(SOURCE MATERIAL Opens)
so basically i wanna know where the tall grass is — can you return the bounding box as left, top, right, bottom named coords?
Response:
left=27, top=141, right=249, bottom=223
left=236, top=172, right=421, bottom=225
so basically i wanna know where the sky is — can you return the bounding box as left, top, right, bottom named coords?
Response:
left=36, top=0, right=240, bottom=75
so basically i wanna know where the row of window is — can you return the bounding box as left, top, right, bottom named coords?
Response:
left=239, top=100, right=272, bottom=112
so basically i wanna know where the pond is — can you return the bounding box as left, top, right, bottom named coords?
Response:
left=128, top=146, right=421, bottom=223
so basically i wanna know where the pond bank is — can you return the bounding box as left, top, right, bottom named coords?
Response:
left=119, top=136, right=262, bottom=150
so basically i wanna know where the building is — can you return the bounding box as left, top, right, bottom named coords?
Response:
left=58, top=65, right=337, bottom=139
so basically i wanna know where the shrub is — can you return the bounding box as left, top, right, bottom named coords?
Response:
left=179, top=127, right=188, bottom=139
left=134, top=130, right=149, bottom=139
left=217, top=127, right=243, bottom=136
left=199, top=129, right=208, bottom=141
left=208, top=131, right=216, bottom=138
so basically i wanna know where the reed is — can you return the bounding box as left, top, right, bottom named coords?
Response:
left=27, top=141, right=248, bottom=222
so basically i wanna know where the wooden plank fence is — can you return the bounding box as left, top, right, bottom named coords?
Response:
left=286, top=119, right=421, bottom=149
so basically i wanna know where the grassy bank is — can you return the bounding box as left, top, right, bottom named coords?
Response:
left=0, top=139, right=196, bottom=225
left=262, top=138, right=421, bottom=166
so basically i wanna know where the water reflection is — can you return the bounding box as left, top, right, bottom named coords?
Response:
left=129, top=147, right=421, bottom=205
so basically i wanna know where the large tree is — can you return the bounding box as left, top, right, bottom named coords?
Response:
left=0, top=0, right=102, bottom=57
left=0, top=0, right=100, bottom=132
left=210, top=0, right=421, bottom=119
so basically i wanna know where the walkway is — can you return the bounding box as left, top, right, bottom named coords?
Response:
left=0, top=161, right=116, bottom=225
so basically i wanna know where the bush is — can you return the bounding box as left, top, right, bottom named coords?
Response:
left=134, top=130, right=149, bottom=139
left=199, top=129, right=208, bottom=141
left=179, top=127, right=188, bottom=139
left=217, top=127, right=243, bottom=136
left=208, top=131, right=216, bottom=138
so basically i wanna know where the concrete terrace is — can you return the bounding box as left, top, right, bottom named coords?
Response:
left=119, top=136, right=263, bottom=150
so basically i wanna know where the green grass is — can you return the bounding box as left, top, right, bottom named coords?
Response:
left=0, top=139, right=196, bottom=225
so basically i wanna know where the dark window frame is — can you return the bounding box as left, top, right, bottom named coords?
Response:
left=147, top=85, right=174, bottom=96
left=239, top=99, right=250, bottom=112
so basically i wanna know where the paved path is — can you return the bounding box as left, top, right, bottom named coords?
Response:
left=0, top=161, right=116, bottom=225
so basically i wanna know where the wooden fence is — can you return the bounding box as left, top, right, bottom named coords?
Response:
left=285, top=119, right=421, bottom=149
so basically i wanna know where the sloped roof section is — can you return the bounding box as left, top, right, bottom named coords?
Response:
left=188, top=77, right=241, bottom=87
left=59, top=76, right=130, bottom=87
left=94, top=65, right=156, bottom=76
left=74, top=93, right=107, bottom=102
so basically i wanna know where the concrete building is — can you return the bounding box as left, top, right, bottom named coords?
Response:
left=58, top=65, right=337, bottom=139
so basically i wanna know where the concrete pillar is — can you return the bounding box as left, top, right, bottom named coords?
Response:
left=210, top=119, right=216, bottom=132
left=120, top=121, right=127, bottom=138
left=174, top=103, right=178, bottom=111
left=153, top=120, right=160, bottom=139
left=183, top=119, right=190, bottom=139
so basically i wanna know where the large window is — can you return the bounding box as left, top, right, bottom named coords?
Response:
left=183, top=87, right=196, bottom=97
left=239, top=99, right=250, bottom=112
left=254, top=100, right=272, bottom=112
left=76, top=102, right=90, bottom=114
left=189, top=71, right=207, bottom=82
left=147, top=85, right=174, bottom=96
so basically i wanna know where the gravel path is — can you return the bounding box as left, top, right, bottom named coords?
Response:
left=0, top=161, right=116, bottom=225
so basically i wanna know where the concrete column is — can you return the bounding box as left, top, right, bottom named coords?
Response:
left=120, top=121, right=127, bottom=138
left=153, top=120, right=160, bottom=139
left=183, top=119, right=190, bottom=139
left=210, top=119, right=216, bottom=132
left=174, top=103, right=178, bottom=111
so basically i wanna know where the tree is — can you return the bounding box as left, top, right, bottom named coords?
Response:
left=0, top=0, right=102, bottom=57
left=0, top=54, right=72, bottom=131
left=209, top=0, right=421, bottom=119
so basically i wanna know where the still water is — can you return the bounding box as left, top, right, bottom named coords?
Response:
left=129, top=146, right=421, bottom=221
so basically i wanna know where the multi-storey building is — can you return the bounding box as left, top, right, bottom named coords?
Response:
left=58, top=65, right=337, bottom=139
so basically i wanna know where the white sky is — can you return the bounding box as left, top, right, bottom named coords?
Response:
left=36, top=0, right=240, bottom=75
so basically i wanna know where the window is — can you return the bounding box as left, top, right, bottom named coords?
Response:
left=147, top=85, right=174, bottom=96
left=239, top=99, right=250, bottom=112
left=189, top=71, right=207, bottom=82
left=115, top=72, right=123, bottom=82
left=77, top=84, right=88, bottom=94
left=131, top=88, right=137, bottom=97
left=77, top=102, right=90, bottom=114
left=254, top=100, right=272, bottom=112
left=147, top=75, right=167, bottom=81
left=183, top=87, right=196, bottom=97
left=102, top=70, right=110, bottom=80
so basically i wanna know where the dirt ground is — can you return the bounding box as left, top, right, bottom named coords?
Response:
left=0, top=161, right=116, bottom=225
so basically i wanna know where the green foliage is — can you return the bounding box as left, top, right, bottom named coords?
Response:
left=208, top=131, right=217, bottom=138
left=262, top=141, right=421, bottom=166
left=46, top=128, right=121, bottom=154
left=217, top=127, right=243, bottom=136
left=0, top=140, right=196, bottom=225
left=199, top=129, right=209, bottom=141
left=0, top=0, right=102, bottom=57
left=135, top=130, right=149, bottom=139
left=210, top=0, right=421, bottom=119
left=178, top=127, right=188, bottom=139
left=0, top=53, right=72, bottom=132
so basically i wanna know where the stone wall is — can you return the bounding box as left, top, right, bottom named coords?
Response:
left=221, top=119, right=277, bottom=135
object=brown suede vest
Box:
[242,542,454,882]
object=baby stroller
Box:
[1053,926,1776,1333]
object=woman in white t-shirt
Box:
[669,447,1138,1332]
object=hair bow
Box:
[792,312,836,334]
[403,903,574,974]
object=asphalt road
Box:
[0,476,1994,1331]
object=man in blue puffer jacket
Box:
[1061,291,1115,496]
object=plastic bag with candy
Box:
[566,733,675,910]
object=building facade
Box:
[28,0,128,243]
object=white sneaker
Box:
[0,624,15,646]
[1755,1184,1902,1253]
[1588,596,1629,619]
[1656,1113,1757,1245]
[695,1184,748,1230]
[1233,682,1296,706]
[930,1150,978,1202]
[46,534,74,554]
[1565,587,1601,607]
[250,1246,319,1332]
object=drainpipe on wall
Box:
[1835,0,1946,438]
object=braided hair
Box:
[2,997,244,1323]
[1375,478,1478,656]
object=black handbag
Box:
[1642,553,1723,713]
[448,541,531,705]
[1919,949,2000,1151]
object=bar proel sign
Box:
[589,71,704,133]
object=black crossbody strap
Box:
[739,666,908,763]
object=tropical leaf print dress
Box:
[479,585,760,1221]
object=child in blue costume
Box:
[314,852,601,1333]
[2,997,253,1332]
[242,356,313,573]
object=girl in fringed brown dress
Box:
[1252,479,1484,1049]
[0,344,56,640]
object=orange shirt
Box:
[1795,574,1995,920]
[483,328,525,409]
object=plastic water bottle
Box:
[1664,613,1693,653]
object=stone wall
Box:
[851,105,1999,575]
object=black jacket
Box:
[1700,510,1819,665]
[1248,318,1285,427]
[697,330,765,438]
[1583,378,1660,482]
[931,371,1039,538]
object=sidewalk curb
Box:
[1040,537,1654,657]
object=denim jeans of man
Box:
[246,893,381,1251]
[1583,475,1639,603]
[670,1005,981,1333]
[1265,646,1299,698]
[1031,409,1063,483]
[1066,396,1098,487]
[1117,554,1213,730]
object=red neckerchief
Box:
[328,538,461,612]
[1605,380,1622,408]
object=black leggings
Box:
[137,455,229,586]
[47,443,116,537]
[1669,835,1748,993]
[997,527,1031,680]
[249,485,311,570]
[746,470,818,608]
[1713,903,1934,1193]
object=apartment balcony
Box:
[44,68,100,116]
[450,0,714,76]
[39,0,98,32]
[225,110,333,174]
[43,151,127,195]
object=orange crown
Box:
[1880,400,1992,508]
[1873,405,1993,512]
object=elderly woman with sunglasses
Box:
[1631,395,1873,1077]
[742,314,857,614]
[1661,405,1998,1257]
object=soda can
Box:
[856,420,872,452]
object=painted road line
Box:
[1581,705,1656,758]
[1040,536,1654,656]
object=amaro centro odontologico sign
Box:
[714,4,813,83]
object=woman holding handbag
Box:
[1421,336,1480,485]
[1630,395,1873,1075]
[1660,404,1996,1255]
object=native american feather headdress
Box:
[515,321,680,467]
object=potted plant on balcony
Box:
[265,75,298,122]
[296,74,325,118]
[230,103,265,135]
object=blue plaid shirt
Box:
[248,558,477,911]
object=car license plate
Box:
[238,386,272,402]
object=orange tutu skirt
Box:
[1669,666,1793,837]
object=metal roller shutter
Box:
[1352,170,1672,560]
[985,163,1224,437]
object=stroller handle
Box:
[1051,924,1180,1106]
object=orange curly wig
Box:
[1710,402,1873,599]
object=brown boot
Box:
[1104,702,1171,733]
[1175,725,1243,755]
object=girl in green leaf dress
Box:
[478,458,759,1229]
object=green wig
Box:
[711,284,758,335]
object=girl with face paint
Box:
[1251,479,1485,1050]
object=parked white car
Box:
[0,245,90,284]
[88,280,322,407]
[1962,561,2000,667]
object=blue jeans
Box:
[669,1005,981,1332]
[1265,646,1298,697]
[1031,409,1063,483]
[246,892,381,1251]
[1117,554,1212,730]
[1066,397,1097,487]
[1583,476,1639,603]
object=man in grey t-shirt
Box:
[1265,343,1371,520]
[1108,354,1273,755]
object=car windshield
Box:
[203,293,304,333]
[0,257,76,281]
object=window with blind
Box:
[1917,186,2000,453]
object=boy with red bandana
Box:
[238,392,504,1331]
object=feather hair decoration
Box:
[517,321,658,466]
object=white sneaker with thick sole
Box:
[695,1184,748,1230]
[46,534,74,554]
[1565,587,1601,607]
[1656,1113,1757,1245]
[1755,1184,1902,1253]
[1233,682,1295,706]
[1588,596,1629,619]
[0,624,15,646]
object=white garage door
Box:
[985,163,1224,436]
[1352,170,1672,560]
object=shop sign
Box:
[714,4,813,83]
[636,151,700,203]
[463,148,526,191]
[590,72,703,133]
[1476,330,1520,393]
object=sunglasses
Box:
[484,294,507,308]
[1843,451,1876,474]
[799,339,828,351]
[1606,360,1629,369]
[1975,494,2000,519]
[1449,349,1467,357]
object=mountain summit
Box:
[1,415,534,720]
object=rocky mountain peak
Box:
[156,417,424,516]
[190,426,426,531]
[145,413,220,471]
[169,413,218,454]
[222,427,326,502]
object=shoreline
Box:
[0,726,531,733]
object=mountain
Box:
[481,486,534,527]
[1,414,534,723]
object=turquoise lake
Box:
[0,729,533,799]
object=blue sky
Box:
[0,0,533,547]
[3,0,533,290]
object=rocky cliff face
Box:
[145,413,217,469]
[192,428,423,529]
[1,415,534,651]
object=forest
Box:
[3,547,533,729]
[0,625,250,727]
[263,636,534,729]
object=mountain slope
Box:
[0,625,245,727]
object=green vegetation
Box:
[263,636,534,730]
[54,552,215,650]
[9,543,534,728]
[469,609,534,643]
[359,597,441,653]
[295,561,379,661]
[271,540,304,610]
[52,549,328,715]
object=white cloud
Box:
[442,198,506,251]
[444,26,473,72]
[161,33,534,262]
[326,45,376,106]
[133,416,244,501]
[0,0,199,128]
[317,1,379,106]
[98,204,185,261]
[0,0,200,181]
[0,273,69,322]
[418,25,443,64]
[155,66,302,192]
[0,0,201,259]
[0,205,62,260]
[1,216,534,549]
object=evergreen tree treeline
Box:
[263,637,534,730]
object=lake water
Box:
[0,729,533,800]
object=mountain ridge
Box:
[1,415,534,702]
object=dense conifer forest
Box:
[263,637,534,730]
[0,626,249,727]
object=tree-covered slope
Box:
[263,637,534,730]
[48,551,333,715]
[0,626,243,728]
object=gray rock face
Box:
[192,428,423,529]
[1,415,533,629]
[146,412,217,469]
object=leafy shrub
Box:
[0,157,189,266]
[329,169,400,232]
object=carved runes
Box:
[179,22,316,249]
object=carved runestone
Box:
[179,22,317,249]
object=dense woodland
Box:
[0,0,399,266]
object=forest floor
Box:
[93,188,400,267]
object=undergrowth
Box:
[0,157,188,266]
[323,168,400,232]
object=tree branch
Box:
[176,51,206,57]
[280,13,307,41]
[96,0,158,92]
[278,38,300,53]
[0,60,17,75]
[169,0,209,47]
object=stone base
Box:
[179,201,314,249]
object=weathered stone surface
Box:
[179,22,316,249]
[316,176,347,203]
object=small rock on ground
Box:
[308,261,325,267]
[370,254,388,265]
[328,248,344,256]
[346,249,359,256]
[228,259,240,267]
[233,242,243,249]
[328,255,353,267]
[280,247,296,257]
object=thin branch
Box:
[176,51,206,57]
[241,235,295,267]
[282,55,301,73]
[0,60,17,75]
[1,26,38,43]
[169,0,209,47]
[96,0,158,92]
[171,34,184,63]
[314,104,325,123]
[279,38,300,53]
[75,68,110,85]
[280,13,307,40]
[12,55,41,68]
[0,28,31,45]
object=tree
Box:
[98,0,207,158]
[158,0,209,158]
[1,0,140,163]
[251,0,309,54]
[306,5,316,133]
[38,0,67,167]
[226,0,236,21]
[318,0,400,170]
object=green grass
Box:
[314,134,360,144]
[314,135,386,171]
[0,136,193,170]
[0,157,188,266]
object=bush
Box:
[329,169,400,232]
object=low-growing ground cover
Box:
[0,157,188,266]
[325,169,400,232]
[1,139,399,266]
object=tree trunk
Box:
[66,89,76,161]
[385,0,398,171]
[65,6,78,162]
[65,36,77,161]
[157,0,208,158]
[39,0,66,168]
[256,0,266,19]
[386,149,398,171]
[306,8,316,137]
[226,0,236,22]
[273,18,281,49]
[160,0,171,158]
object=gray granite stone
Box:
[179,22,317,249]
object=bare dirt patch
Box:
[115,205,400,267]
(SOURCE MATERIAL Closes)
- [TASK] Only the lines containing the string "fence" are needed; pull them out of the records.

- [EXERCISE OUTPUT]
so basically i wanna know where the wooden plank fence is — can you return the bounding box as left, top, right, bottom named coords?
so basically i wanna know where the wooden fence is — can you return the bounding box as left, top, right, bottom named coords?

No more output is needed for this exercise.